◆ **TRECHO**:

------------

Naquela ocasião, em voto-vista que sintetiza a tese então consagrada e aqui reiterada, assim se manifestou o ilustre Sr. Ministro Luiz Fux:

Com relação ao voto da Sra. Ministra Denise Arruda, anotei seus fundamentos e realmente estão de acordo com o que diz o ordenamento do Estatuto do Contribuinte, que, dentre os seus direitos fundamentais, está exatamente a irretroatividade da lei tributária. E, ainda que assim não bastasse, essa aplicação do princípio do tempus regit actum que S. Exa aplica em seu voto está em consonância com os conceitos de Direito Privado e até com o conceito de renda do Código Tributário Nacional, que considera renda quando esta já está disponível. E tanto o direito à sucessão aberta é renda e considerado bem imóvel pelo Código Civil que pode ser imediatamente cedido esse direito hereditário, por isso que já adquirido.

De sorte que sigo integralmente o voto de S. Exa., que dá ao Direito de Sesine a verdadeira conotação que tem, que é o de transmitir imediatamente a posse e a propriedade dos bens aos herdeiros do de cujus.

Por derradeiro, peço licença para reproduzir fragmento do artigo doutrinário “O Imposto de Renda Incidente sobre Heranças e Legados e a IN-SRF nº 53⁄98”, da lavra de Gisele Lemke e que também foi invocado pela Primeira Turma quando do julgamento do referido apelo:

“A Secretaria da Receita Federal, através da Instrução Normativa nº 53⁄98, dispôs sobre as declarações de rendimentos de espólio e sobre a tributação dos ganhos de capital decorrentes de transmissão causa mortis, estabelecida pela Lei nº 9.532⁄97, artigo 23. Acerca desta última disposição legal, escrevemos um artigo doutrinário, em que sustentamos a posição de que tal tributação é constitucional. Todavia, um dos dispositivos da Instrução Normativa antes referida, que deveria somente regulamentar a norma do artigo 23 da Lei nº 9.532⁄97, chamou-nos a atenção, por procurar aplicar retroativamente aquela disposição. Referimo-nos ao artigo 8° e seu parágrafo 1º, da IN-SRF n° 53⁄98, do seguinte teor:

‘Art. 8° A transferência dos bens e direitos aos herdeiros, meeiro ou legatários pode ser efetuada pelo valor constante da última declaração de bens e direitos apresentada pelo de cujus ou pelo valor de mercado.

------------

◆ **DADOS FORNECIDOS**:
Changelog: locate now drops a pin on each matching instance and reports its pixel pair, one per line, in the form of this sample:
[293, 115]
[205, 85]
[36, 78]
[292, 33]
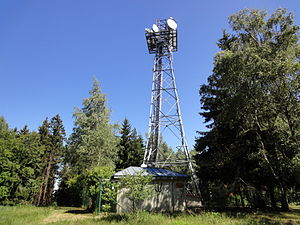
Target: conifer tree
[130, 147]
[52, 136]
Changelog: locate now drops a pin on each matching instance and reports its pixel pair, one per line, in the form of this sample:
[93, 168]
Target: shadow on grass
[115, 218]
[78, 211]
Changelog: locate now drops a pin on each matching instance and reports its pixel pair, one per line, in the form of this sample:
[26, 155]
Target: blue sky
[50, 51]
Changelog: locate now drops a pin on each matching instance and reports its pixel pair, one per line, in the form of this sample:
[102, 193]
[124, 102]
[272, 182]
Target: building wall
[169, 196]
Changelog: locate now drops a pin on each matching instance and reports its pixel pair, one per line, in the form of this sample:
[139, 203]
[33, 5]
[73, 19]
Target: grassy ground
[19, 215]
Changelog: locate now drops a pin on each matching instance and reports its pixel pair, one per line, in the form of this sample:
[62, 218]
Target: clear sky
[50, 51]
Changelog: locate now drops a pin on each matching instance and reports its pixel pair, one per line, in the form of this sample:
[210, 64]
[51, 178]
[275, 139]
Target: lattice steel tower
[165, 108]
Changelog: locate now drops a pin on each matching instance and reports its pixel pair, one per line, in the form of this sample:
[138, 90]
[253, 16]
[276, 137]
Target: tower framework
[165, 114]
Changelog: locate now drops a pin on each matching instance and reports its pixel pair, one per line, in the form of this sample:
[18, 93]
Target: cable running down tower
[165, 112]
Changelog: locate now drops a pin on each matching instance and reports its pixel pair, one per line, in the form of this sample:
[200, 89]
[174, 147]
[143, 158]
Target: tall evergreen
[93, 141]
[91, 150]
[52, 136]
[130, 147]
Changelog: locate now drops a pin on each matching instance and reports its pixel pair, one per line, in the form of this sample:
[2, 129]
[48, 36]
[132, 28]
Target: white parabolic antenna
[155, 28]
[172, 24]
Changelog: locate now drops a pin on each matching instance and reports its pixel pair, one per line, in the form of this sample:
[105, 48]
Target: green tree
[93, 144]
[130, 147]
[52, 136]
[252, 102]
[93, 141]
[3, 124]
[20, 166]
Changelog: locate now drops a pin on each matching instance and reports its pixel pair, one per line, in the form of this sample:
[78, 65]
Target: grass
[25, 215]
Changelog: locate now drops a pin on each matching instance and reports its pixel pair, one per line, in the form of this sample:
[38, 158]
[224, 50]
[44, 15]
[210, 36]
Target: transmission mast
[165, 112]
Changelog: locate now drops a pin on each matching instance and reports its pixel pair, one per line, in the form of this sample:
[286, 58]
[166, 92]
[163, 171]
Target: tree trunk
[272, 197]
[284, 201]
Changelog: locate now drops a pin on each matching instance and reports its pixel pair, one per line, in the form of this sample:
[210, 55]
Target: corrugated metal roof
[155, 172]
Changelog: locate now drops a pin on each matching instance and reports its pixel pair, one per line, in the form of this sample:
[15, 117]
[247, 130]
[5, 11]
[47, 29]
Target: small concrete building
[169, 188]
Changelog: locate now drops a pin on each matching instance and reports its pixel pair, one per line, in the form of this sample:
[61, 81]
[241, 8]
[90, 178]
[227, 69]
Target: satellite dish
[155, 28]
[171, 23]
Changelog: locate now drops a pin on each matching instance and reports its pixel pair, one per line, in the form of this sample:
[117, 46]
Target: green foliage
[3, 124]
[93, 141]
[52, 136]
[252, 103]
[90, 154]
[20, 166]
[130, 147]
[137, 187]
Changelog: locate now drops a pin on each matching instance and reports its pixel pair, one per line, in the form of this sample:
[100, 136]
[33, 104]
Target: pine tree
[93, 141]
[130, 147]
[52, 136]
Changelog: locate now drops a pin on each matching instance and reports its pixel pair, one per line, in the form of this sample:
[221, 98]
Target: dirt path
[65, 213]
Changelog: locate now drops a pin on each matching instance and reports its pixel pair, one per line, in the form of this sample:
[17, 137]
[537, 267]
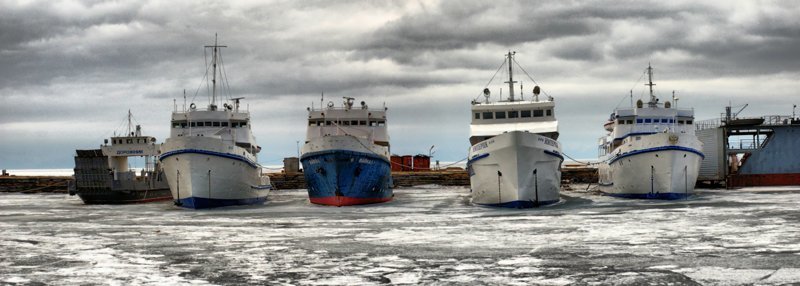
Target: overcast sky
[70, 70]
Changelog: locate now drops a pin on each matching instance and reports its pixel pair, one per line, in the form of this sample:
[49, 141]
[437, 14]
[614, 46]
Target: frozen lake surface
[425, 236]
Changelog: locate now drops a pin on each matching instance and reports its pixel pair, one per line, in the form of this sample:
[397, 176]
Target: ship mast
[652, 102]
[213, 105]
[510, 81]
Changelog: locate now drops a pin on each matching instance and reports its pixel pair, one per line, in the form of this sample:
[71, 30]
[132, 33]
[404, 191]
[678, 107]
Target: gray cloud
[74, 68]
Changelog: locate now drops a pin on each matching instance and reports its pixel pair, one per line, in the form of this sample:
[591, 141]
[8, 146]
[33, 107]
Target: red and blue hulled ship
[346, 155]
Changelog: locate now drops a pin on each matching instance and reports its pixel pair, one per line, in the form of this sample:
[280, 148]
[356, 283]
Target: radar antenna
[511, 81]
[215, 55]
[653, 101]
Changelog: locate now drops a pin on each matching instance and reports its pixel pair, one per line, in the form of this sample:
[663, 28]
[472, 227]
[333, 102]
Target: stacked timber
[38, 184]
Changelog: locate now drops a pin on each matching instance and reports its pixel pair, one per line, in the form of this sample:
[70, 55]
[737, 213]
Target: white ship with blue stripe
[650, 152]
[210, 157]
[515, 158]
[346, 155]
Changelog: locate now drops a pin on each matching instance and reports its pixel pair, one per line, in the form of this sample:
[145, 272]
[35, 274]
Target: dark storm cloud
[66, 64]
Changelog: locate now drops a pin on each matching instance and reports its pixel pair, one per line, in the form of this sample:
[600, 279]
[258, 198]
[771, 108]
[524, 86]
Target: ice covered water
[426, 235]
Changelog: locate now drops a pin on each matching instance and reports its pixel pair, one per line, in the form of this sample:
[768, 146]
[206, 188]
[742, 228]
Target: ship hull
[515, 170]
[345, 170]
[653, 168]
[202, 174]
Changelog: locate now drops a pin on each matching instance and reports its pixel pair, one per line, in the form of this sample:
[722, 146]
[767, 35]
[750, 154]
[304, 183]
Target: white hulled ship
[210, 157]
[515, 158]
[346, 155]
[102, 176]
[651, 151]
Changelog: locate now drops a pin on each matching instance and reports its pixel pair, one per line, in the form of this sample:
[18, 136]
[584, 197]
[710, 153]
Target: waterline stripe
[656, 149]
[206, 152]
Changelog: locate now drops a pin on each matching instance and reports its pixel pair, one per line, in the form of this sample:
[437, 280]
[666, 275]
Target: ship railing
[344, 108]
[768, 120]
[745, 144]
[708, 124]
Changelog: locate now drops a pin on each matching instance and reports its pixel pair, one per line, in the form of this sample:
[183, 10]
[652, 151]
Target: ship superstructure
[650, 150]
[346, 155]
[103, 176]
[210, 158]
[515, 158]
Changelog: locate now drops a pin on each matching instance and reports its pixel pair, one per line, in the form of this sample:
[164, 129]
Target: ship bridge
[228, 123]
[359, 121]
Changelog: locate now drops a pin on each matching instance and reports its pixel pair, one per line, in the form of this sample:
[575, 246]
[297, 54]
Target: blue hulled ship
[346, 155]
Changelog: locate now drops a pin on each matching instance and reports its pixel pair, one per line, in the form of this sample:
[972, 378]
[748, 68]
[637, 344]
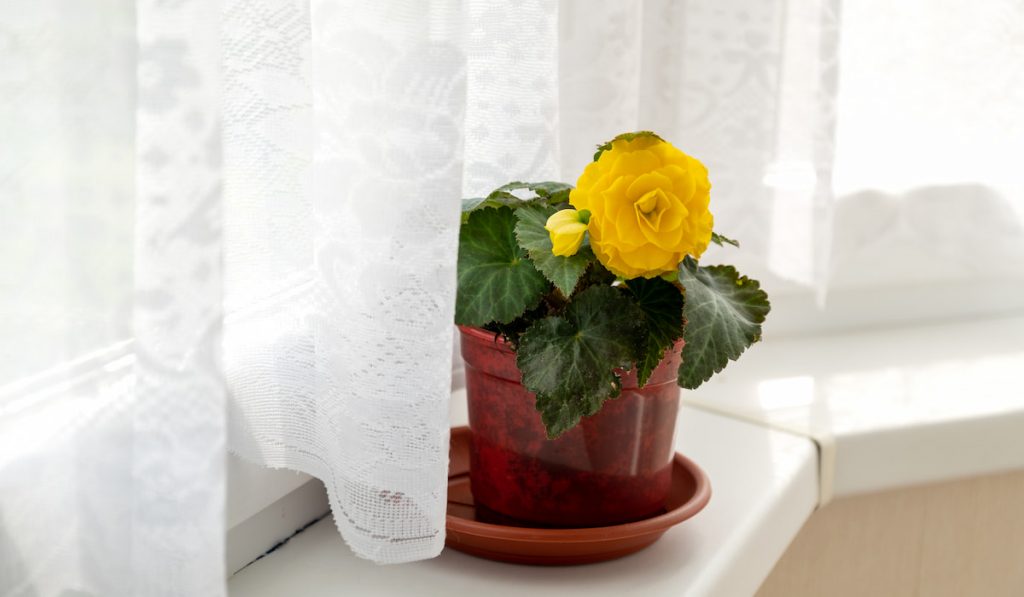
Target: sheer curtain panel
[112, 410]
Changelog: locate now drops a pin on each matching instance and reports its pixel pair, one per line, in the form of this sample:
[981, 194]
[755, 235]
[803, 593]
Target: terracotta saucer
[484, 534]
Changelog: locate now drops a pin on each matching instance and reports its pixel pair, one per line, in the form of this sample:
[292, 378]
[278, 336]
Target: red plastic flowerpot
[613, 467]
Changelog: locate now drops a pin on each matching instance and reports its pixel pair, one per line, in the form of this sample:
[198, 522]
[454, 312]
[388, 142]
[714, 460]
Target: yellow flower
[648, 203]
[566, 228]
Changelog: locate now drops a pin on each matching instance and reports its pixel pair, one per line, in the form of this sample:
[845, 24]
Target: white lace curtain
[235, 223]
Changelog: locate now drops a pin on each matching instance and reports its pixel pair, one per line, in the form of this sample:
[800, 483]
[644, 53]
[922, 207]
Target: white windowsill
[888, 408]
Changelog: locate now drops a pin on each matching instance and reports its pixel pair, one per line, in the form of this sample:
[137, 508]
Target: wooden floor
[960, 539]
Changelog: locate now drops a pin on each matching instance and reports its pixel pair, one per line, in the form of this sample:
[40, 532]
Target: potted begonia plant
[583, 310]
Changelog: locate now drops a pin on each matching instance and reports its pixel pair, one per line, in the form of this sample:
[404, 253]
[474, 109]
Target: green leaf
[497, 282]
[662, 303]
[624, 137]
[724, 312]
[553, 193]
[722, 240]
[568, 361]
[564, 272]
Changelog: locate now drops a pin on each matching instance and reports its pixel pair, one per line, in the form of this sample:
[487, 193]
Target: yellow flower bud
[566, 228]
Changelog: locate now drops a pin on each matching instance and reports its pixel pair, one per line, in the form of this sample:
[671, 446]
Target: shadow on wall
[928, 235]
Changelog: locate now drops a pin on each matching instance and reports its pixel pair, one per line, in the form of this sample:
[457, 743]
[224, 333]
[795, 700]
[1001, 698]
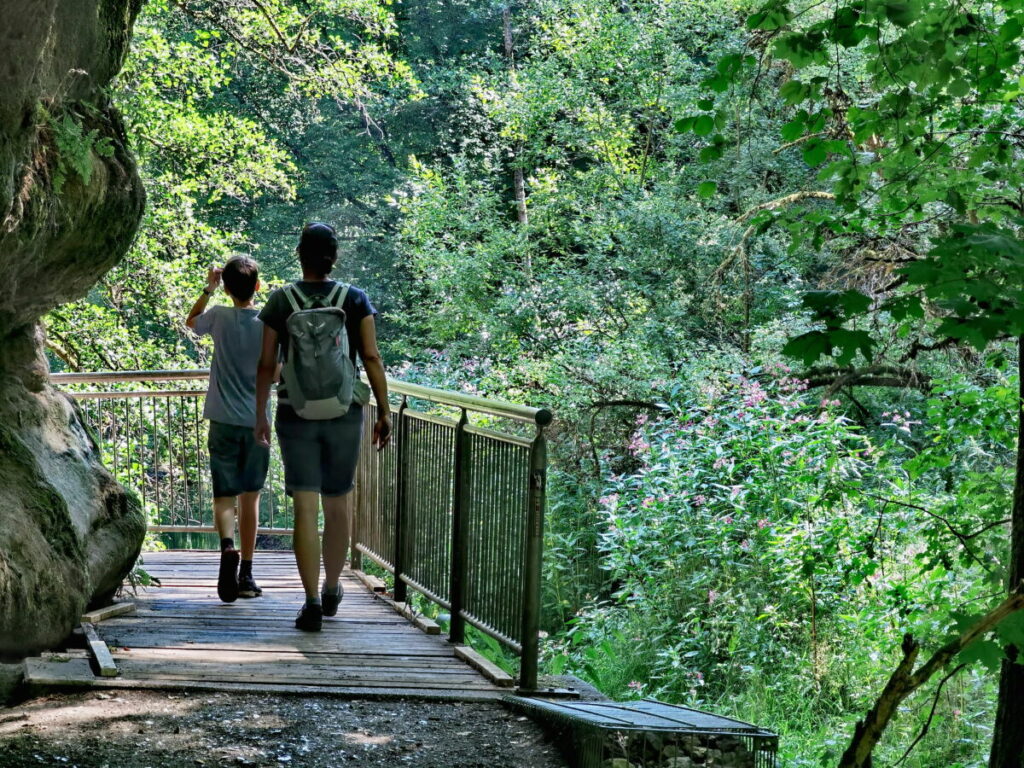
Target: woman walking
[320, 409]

------------

◆ **TAREFA PEDIDA**:
Você pode dar sequência ao trecho sobre o imposto de renda incidente sobre heranças, começando logo depois da última frase apresentada?

◆ **O RESULTADO**:
§ 1º Se a transferência for efetuada por valor superior ao constante da última declaração do de cujus, a diferença ficará sujeita à incidência do imposto de renda à alíquota de quinze por cento, observado o disposto no art. 17 da Instrução Normativa SRF n° 048, de 1998, inclusive nos casos de espólio iniciados antes de 1°de janeiro de 1998.’ (grifamos)

Ou seja, apesar de a Lei n° 9.532 haver sido publicada em dezembro de 1997, a Instrução Normativa pretende fazê-la incidir também sobre as transmissões causa mortis anteriores a 1° de janeiro de 1998.

Em que pese entendermos constitucional o disposto no artigo 23 da Lei n° 9.532⁄97, que instituiu a tributação pelo IR sobre a mais-valia decorrente das heranças, legados e doações em adiantamento da legítima, não podemos aceitar a retroatividade em questão. Nem mesmo se a lei o houvesse determinado, isso seria admissível. Com muito mais razão, não pode uma instrução normativa pretender aplicar a lei retroativamente, senão vejamos.

O artigo 150, inciso III, da Constituição Federal, traz duas garantias fundamentais do contribuinte, conhecidas como princípio da irretroatividade e princípio da anterioridade da lei tributária. Estes, os dispositivos constitucionais que parecem ter sido infringidos pela disposição ora analisada (art. 8º e § 1º, IN 53⁄98).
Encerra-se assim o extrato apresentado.